### Instruction
Copy each of the following items exactly as given, line by line.

*** Opening Information shown ***

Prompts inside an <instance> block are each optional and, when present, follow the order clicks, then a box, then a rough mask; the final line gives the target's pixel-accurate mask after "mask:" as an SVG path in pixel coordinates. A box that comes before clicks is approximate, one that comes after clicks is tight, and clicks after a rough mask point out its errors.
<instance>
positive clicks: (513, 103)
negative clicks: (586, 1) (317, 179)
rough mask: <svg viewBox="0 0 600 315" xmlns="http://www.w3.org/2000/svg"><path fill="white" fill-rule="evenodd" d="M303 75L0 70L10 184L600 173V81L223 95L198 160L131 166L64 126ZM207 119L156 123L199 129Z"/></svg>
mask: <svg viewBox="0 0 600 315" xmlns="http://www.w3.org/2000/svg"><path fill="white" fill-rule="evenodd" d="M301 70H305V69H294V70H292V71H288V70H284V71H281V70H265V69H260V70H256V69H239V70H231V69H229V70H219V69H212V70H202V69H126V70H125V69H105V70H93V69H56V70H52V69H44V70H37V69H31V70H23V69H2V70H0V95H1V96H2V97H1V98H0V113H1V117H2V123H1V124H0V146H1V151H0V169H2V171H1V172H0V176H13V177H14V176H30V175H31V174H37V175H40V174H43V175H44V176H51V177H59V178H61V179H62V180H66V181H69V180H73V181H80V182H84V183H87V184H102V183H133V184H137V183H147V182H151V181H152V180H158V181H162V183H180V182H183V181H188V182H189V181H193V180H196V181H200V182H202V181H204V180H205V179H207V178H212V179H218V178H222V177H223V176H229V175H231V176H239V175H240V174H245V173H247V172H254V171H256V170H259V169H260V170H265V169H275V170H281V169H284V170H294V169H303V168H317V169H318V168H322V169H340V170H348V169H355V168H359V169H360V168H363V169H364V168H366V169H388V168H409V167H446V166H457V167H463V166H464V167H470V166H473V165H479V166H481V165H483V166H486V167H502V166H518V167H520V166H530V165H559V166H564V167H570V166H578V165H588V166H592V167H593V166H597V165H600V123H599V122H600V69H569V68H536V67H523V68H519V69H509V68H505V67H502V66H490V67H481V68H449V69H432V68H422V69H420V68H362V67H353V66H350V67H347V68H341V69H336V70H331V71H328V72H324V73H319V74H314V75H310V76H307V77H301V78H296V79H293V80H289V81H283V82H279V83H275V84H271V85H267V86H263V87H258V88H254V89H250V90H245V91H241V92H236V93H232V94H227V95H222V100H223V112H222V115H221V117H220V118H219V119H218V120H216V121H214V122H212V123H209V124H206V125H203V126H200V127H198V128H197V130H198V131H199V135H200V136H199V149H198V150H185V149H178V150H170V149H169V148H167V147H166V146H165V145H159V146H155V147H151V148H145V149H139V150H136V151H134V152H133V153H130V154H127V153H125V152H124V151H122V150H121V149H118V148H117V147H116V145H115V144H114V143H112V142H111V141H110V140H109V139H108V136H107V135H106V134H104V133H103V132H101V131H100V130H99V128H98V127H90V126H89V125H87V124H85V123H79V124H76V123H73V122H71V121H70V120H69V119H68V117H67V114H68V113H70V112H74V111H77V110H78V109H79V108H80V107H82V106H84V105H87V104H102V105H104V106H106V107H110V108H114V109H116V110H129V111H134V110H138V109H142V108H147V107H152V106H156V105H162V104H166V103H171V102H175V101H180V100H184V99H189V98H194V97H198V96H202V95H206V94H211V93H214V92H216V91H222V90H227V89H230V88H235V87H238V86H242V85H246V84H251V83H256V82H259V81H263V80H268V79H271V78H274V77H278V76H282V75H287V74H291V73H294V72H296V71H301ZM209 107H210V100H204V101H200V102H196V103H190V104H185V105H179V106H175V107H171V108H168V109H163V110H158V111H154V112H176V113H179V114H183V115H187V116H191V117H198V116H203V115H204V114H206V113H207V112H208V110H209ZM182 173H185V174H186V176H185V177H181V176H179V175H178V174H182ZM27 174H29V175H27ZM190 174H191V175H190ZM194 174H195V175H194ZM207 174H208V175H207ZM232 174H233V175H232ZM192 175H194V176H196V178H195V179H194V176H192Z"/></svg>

*** Closing Information shown ***

### Problem solution
Prompts inside an <instance> block are each optional and, when present, follow the order clicks, then a box, then a rough mask; the final line gives the target's pixel-accurate mask after "mask:" as an SVG path in pixel coordinates. A box that comes before clicks is approximate, one that comes after clicks is tight, and clicks after a rough mask point out its errors.
<instance>
positive clicks: (513, 103)
negative clicks: (586, 1) (317, 179)
rough mask: <svg viewBox="0 0 600 315" xmlns="http://www.w3.org/2000/svg"><path fill="white" fill-rule="evenodd" d="M303 75L0 70L10 184L600 173V81L223 95L198 160L131 166L64 126ZM207 119L156 123L199 129Z"/></svg>
mask: <svg viewBox="0 0 600 315" xmlns="http://www.w3.org/2000/svg"><path fill="white" fill-rule="evenodd" d="M301 70H305V69H294V70H292V71H288V70H284V71H281V70H265V69H260V70H256V69H239V70H231V69H229V70H219V69H212V70H202V69H126V70H125V69H105V70H93V69H56V70H52V69H44V70H37V69H31V70H23V69H2V70H0V95H1V96H2V97H1V98H0V113H1V117H2V123H1V124H0V146H1V151H0V169H2V171H1V172H0V176H13V177H14V176H30V175H31V174H37V175H40V174H43V175H44V176H51V177H59V178H61V179H62V180H66V181H69V180H73V181H80V182H84V183H87V184H102V183H133V184H137V183H147V182H151V181H152V180H158V181H162V183H180V182H183V181H188V182H189V181H193V180H196V181H200V182H202V181H204V180H205V179H207V178H212V179H218V178H222V177H223V176H229V175H231V176H239V175H240V174H245V173H247V172H254V171H256V170H259V169H260V170H265V169H275V170H281V169H284V170H294V169H303V168H317V169H318V168H322V169H340V170H348V169H355V168H359V169H360V168H363V169H364V168H366V169H388V168H409V167H446V166H457V167H463V166H464V167H470V166H473V165H479V166H481V165H483V166H486V167H502V166H518V167H520V166H530V165H559V166H564V167H570V166H578V165H588V166H592V167H593V166H597V165H600V123H599V122H600V69H569V68H536V67H523V68H519V69H509V68H505V67H502V66H490V67H481V68H449V69H432V68H422V69H420V68H362V67H353V66H350V67H347V68H341V69H336V70H331V71H328V72H324V73H319V74H314V75H310V76H307V77H301V78H296V79H293V80H289V81H283V82H279V83H275V84H271V85H267V86H263V87H258V88H254V89H250V90H245V91H241V92H236V93H232V94H227V95H222V100H223V112H222V115H221V117H220V118H219V119H218V120H216V121H214V122H212V123H209V124H206V125H203V126H200V127H198V128H197V130H198V131H199V135H200V136H199V149H198V150H185V149H178V150H170V149H169V148H167V147H166V146H165V145H159V146H155V147H151V148H145V149H139V150H136V151H134V152H133V153H130V154H127V153H125V152H124V151H122V150H121V149H118V148H117V147H116V145H115V144H114V143H112V142H111V141H110V140H109V139H108V136H107V135H106V134H104V133H103V132H101V131H100V130H99V128H98V127H90V126H89V125H87V124H85V123H79V124H76V123H73V122H71V121H70V120H69V119H68V117H67V114H68V113H70V112H74V111H77V110H78V109H79V108H80V107H82V106H84V105H87V104H102V105H104V106H106V107H110V108H114V109H116V110H129V111H134V110H138V109H142V108H147V107H152V106H156V105H162V104H166V103H171V102H175V101H180V100H184V99H189V98H194V97H198V96H202V95H206V94H211V93H214V92H216V91H222V90H227V89H230V88H235V87H238V86H242V85H246V84H251V83H256V82H259V81H263V80H268V79H271V78H274V77H278V76H282V75H287V74H291V73H294V72H296V71H301ZM209 107H210V100H204V101H200V102H196V103H190V104H185V105H179V106H175V107H171V108H168V109H163V110H158V111H154V112H176V113H179V114H183V115H187V116H191V117H198V116H203V115H204V114H206V113H207V112H208V110H209ZM182 173H185V174H186V176H185V177H181V176H179V175H178V174H182ZM27 174H29V175H27ZM190 174H191V175H190ZM194 174H195V175H194ZM207 174H208V175H207ZM232 174H233V175H232ZM192 175H194V176H196V178H195V179H194V176H192Z"/></svg>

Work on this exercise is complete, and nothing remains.